*Exercise instructions*: Apart from the images, reproduce all of the data word for word.

*Data provided*:
■ ■ ■

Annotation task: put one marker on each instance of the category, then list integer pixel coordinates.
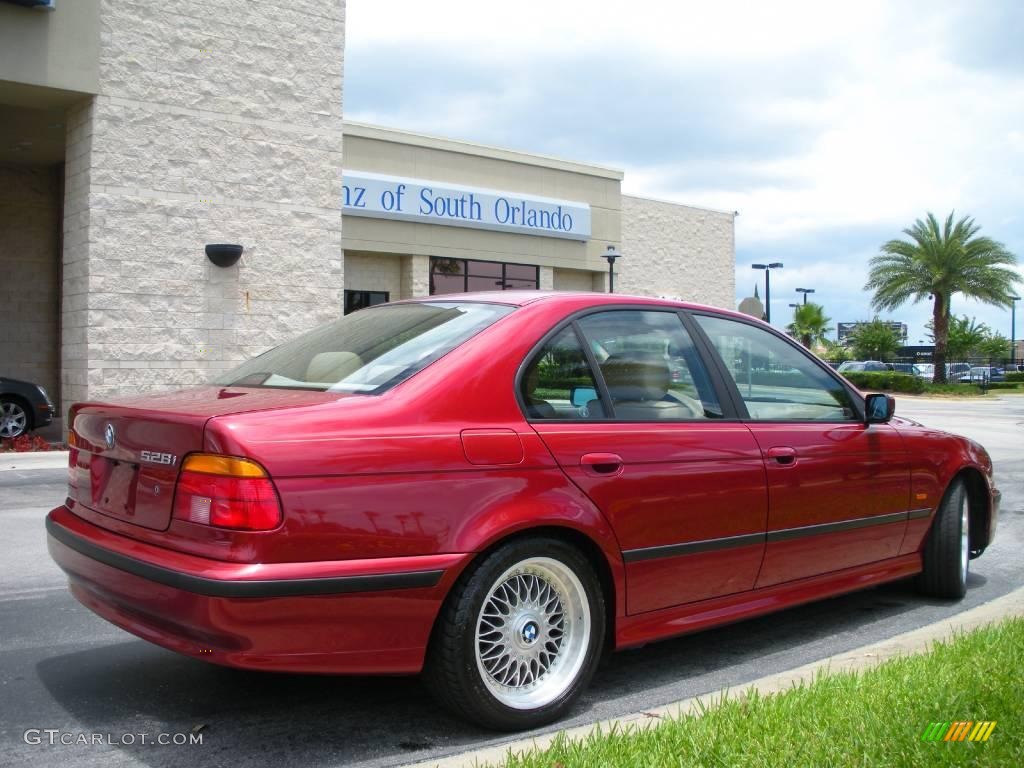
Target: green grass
(872, 718)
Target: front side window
(369, 351)
(650, 367)
(461, 275)
(776, 381)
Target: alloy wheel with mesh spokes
(531, 633)
(519, 636)
(13, 419)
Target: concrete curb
(915, 641)
(34, 460)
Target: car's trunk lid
(127, 453)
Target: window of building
(361, 299)
(650, 367)
(460, 275)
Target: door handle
(783, 455)
(601, 465)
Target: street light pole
(767, 269)
(805, 291)
(1013, 329)
(611, 254)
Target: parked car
(24, 407)
(925, 371)
(865, 366)
(493, 488)
(983, 374)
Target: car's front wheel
(14, 419)
(519, 636)
(947, 551)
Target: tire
(15, 418)
(947, 550)
(519, 637)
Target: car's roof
(522, 298)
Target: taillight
(72, 462)
(226, 493)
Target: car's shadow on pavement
(252, 718)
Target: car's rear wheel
(14, 419)
(947, 551)
(519, 636)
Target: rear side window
(558, 382)
(369, 351)
(775, 380)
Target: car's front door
(626, 404)
(838, 489)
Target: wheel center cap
(529, 632)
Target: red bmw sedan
(495, 488)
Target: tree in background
(968, 338)
(936, 262)
(963, 336)
(809, 324)
(873, 341)
(995, 347)
(836, 351)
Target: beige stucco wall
(403, 154)
(579, 280)
(366, 271)
(677, 252)
(57, 49)
(30, 220)
(209, 127)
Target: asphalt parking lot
(66, 670)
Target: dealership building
(134, 134)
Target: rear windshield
(368, 351)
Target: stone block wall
(677, 252)
(30, 221)
(212, 125)
(374, 272)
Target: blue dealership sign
(425, 202)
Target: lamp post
(1013, 329)
(767, 268)
(611, 254)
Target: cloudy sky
(829, 128)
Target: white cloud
(819, 123)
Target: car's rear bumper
(345, 616)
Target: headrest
(330, 368)
(637, 377)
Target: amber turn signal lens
(230, 466)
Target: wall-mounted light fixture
(611, 254)
(223, 254)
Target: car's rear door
(627, 406)
(838, 489)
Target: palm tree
(809, 324)
(937, 262)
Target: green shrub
(889, 381)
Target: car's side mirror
(879, 409)
(580, 396)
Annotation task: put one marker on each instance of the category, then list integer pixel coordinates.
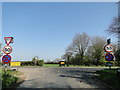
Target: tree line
(86, 50)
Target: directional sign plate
(109, 48)
(109, 57)
(6, 59)
(7, 49)
(8, 40)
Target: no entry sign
(6, 59)
(109, 57)
(7, 49)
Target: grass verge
(10, 78)
(110, 77)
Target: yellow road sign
(15, 63)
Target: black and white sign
(7, 49)
(109, 48)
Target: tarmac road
(60, 77)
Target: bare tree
(80, 43)
(114, 28)
(97, 45)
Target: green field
(110, 77)
(51, 65)
(57, 65)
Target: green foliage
(40, 62)
(117, 55)
(32, 63)
(109, 77)
(8, 80)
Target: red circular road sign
(108, 48)
(109, 57)
(6, 59)
(7, 49)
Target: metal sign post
(109, 56)
(7, 50)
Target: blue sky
(46, 29)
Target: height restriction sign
(7, 49)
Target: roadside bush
(102, 62)
(8, 80)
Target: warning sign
(15, 63)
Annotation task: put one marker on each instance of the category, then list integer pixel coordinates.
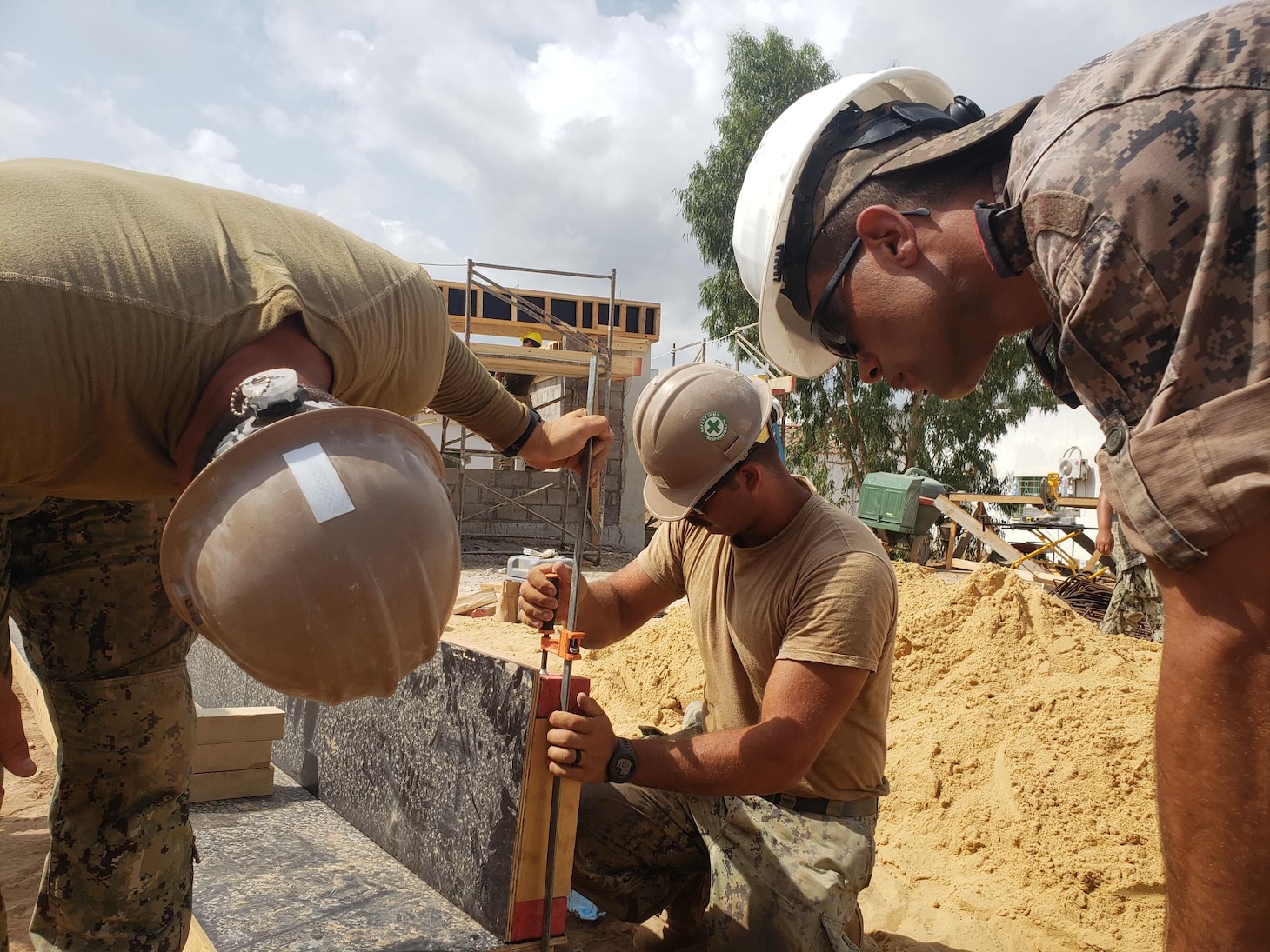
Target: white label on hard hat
(714, 425)
(318, 480)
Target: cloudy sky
(541, 132)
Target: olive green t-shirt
(822, 590)
(121, 293)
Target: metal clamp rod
(571, 625)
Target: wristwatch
(525, 435)
(623, 763)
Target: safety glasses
(765, 435)
(833, 331)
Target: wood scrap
(230, 725)
(469, 603)
(228, 785)
(237, 756)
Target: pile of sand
(1023, 801)
(1020, 759)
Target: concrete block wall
(489, 519)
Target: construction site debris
(1020, 759)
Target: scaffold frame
(479, 277)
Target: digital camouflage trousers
(82, 580)
(779, 881)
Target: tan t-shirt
(822, 590)
(122, 293)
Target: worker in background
(518, 385)
(753, 830)
(157, 336)
(1120, 223)
(1135, 596)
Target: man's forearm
(725, 763)
(599, 616)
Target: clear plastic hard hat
(692, 424)
(766, 198)
(320, 552)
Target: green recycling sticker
(714, 425)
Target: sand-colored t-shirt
(822, 590)
(121, 295)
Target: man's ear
(751, 475)
(888, 235)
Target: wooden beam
(999, 546)
(1063, 502)
(229, 725)
(228, 785)
(507, 358)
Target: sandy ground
(24, 834)
(1023, 810)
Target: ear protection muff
(964, 110)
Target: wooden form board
(530, 862)
(510, 358)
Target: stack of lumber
(231, 753)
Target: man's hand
(559, 443)
(580, 744)
(540, 599)
(14, 750)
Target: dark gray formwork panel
(433, 773)
(286, 872)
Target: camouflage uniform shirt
(1142, 181)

■ ■ ■

*Reply to the task*:
Annotation task: put one marker on each instance of the category, then list integer pixel coordinates.
Target: green grass
(872, 718)
Target: front side window
(369, 351)
(650, 367)
(461, 275)
(776, 381)
Target: alloy wheel with mesh spokes
(531, 633)
(519, 636)
(13, 419)
Target: concrete curb
(915, 641)
(34, 460)
Target: car's trunk lid
(127, 453)
Target: window of building
(361, 299)
(650, 367)
(460, 275)
Target: door handle
(783, 455)
(601, 465)
Target: street light pole
(767, 269)
(805, 291)
(1013, 329)
(611, 254)
Target: parked car
(24, 407)
(925, 371)
(865, 366)
(493, 488)
(983, 374)
Target: car's front wheel
(14, 419)
(519, 636)
(947, 551)
Target: tire
(15, 418)
(947, 550)
(519, 637)
Target: car's roof
(522, 298)
Target: taillight
(72, 462)
(226, 493)
Target: car's shadow on pavement
(252, 718)
Target: car's rear wheel
(14, 419)
(947, 551)
(519, 636)
Target: rear side window
(558, 382)
(369, 351)
(775, 380)
Target: car's front door
(626, 404)
(838, 489)
Target: wheel center cap
(529, 632)
Target: red bmw sedan
(495, 488)
Target: tree in background
(968, 338)
(936, 262)
(963, 336)
(809, 324)
(873, 341)
(995, 347)
(836, 351)
Target: beige stucco wall
(403, 154)
(579, 280)
(366, 271)
(677, 252)
(57, 49)
(30, 220)
(209, 127)
Target: asphalt parking lot
(66, 670)
Target: dealership building
(134, 134)
Target: rear windshield
(368, 351)
Target: stone block wall
(677, 252)
(30, 221)
(212, 125)
(374, 272)
Target: blue dealership sign
(425, 202)
Target: lamp post
(1013, 329)
(767, 268)
(611, 254)
Target: cloudy sky
(829, 128)
Target: white cloud
(819, 123)
Target: car's rear bumper
(345, 616)
Target: headrest
(330, 368)
(637, 377)
Target: amber turn signal lens
(230, 466)
Target: wall-mounted light fixture
(611, 254)
(223, 254)
Target: car's rear door
(627, 406)
(838, 489)
Target: palm tree
(809, 324)
(937, 262)
Target: green shrub
(889, 381)
Target: car's side mirror
(879, 409)
(580, 396)
Annotation task: put one marker on each instance of the category, then list integer pixel coordinates.
Target: tree line
(86, 50)
Target: directional sign plate
(109, 48)
(109, 57)
(6, 59)
(7, 49)
(8, 40)
Target: no entry sign
(6, 59)
(109, 57)
(7, 49)
Target: grass verge
(10, 78)
(110, 77)
Target: yellow road sign
(15, 63)
Target: black and white sign
(7, 49)
(109, 48)
Target: tarmac road
(60, 77)
Target: bare tree
(80, 43)
(114, 28)
(97, 45)
Target: green field
(110, 77)
(51, 65)
(57, 65)
Target: green foliage
(40, 62)
(117, 55)
(32, 63)
(109, 77)
(8, 80)
Target: red circular road sign
(108, 48)
(109, 57)
(6, 59)
(7, 49)
Target: metal sign post
(109, 56)
(7, 50)
Target: blue sky
(46, 29)
Target: height restriction sign
(7, 49)
Target: roadside bush
(102, 62)
(8, 80)
Target: warning sign
(15, 63)
Annotation task: put one marker on each instance of the category, then list integer pixel coordinates.
Target: white label on hard hat
(714, 425)
(318, 480)
Target: cloudy sky
(541, 132)
Target: olive green t-shirt
(822, 590)
(121, 293)
Target: metal clamp rod
(571, 625)
Target: wristwatch
(525, 435)
(623, 763)
Target: safety glasses
(765, 435)
(833, 331)
Target: wood scrap
(230, 725)
(469, 603)
(228, 785)
(237, 756)
Target: pile of sand
(1023, 801)
(1020, 759)
Target: concrete block wall
(489, 519)
Target: construction site debris
(1020, 759)
Target: scaffold frame
(479, 277)
Target: digital camouflage trousers
(82, 580)
(779, 881)
Target: tan t-shirt
(822, 590)
(122, 293)
Target: worker in background
(518, 385)
(753, 830)
(157, 336)
(1120, 223)
(1135, 596)
Target: man's forearm
(725, 763)
(599, 616)
Target: clear plastic hard hat
(692, 424)
(766, 198)
(320, 552)
Target: green recycling sticker
(714, 425)
Target: sand-colored t-shirt
(822, 590)
(121, 295)
Target: man's ear
(751, 475)
(888, 235)
Target: wooden beam
(999, 546)
(1063, 502)
(229, 725)
(228, 785)
(507, 358)
Target: sandy ground
(24, 834)
(1023, 810)
Target: ear protection muff
(964, 110)
Target: wooden form board
(530, 862)
(510, 358)
Target: stack of lumber
(231, 753)
Target: man's hand
(559, 443)
(580, 744)
(540, 599)
(14, 750)
Target: dark gray formwork panel
(433, 773)
(286, 872)
Target: camouflage uniform shirt
(1142, 181)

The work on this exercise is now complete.